**Data**

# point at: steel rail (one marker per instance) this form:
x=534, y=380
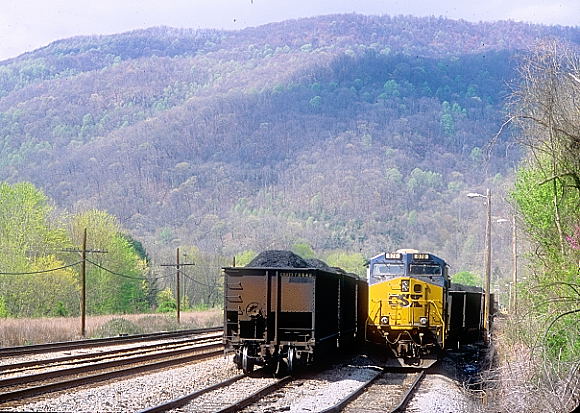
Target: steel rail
x=255, y=396
x=67, y=384
x=12, y=381
x=359, y=390
x=94, y=342
x=407, y=395
x=182, y=401
x=81, y=358
x=341, y=404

**Activity**
Could you print all of the entries above exactly as written, minus the pictures?

**Exercise solution**
# point at: steel rail (one marker per instance) this form:
x=534, y=380
Target: steel rail
x=255, y=396
x=67, y=384
x=12, y=381
x=359, y=390
x=94, y=342
x=407, y=395
x=182, y=401
x=81, y=358
x=341, y=404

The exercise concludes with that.